The entries below contain a line with "like [51, 105]." and a line with "like [239, 185].". Quote exactly those two lines and all lines between them.
*** Input material Section Begins ***
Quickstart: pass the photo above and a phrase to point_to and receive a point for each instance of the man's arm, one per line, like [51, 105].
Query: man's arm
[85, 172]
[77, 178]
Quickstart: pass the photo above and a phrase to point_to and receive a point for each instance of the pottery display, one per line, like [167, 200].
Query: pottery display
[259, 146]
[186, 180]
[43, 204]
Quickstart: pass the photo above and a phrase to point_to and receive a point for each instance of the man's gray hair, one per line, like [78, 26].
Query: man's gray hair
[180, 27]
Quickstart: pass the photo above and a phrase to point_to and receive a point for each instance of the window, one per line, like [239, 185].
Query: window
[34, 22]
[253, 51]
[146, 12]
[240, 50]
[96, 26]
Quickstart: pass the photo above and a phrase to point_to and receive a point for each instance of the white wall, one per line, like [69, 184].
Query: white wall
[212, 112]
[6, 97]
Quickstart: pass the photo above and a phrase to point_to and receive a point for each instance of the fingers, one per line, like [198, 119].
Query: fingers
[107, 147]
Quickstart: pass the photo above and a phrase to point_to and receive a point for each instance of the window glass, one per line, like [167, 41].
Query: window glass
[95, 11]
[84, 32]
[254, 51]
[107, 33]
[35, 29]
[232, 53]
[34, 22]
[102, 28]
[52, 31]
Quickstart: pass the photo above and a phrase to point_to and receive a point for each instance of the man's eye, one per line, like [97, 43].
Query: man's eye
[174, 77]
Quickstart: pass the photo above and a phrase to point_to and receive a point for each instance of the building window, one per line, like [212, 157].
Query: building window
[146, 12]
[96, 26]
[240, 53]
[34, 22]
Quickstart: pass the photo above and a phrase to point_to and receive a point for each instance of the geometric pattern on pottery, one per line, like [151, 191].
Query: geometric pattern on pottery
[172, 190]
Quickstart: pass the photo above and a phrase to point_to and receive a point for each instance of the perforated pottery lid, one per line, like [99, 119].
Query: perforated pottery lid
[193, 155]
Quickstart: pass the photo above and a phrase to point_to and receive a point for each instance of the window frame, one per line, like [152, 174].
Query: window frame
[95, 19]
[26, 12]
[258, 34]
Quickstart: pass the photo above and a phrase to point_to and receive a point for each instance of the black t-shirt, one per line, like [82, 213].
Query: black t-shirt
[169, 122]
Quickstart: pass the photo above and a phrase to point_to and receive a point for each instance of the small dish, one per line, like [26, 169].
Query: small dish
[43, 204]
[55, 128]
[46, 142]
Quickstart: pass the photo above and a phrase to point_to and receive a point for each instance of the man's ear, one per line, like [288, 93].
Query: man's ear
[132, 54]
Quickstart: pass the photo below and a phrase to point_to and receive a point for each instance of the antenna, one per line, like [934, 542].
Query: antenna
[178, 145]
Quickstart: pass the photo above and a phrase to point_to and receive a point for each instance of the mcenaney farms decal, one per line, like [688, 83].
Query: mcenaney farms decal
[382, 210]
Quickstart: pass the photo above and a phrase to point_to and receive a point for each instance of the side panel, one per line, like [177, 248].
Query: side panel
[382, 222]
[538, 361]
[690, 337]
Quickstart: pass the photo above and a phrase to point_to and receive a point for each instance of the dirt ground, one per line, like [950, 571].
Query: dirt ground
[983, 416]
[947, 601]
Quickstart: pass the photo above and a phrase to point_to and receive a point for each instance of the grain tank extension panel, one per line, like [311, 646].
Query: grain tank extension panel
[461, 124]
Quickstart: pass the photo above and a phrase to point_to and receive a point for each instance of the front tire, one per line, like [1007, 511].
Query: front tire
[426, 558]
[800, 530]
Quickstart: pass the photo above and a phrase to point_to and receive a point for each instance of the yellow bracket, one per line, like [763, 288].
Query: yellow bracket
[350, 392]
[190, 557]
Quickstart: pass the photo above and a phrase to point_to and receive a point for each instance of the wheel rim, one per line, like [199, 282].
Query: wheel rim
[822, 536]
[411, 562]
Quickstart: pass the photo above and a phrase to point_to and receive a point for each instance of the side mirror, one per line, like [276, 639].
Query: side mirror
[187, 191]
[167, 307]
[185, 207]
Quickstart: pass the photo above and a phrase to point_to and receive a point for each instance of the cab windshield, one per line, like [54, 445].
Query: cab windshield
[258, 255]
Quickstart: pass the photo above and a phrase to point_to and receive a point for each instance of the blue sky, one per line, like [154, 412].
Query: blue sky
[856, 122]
*** Input material Section Ends ***
*** Input material Section Begins ***
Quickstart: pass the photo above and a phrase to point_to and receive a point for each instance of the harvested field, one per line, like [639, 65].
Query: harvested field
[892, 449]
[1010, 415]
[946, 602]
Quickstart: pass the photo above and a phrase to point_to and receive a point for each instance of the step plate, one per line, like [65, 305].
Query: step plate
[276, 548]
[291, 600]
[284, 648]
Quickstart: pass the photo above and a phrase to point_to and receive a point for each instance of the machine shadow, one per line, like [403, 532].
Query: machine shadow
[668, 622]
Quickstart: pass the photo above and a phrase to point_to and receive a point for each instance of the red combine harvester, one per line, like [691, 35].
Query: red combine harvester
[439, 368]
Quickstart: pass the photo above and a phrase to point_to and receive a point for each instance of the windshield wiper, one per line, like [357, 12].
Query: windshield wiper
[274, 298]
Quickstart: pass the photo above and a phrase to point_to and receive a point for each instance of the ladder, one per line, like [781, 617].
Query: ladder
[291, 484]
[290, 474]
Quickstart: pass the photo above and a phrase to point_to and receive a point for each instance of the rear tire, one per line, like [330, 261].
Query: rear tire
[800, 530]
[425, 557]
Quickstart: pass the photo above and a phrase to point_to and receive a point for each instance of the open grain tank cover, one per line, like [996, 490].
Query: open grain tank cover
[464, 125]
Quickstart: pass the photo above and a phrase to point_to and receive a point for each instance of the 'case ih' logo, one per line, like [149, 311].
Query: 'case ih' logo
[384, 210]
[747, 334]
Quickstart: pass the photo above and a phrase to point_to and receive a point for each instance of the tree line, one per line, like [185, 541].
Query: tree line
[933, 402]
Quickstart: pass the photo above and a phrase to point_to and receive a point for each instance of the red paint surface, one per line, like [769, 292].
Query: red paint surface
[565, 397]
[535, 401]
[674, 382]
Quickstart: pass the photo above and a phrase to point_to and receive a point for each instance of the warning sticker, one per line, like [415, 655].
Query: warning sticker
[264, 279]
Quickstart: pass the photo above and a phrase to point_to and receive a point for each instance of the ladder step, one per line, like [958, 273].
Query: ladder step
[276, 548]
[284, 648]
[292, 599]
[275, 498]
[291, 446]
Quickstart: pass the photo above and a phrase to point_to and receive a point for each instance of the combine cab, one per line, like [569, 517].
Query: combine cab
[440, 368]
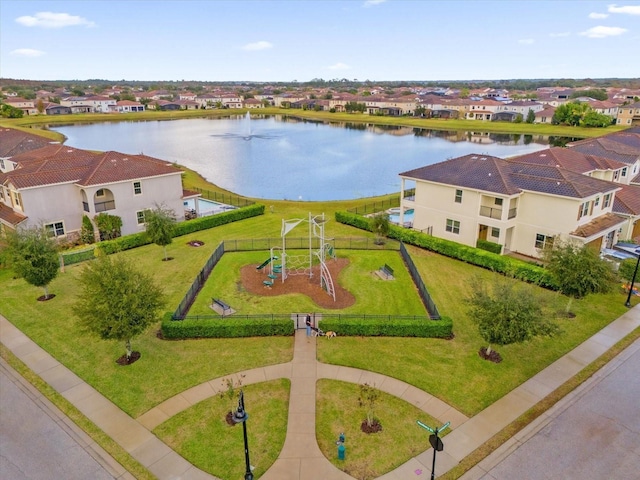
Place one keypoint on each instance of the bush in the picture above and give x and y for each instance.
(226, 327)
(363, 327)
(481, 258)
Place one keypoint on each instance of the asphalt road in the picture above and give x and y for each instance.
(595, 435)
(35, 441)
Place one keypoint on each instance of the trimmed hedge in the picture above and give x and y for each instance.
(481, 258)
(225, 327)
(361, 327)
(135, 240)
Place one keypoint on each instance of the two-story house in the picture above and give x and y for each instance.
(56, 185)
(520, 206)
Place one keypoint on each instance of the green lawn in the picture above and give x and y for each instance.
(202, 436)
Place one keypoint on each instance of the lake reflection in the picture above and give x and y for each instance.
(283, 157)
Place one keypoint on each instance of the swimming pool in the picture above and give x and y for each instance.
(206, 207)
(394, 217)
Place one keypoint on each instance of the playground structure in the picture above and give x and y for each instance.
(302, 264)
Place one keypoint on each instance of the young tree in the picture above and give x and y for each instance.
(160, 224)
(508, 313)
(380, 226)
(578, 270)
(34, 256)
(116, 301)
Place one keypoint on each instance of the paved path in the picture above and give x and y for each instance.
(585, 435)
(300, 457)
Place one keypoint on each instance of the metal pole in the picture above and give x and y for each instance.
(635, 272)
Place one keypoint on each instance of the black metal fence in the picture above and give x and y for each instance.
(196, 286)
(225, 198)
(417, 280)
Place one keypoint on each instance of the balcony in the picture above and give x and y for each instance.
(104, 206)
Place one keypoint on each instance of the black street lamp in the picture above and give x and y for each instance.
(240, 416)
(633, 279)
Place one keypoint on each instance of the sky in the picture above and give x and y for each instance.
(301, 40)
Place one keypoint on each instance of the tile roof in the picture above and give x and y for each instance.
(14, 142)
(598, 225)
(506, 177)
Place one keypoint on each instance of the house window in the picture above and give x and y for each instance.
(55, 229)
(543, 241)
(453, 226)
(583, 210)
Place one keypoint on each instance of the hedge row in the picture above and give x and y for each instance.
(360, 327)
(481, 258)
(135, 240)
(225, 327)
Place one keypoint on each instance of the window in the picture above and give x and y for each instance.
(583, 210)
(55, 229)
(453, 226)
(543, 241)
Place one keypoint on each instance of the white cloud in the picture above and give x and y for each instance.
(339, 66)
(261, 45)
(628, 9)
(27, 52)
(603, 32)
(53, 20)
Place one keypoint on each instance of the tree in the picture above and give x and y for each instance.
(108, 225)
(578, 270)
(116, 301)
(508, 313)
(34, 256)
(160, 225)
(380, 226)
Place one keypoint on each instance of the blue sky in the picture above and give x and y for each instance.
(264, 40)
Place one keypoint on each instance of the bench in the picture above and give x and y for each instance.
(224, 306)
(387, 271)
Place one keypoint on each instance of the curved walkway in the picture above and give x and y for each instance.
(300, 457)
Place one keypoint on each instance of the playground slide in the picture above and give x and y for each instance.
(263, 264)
*** Input material Section Ends ***
Result:
Quickstart: pass the photo above and a phrase to point_to and receive a point for each instance of the man's arm, one per line, like [51, 105].
Query: man's arm
[85, 172]
[77, 178]
Quickstart: pass the photo above and a phrase to point_to and receive a point for each instance of the pottery display, one per line, like [167, 200].
Query: pottery display
[259, 146]
[186, 180]
[43, 204]
Quickstart: pass the photo above and a phrase to point_to and receive a point for each instance of the man's gray hair, one per line, like [78, 26].
Query: man's gray hair
[180, 27]
Quickstart: pass the photo above and a phrase to point_to and receive a point for each instance of the window, one per line, like [239, 185].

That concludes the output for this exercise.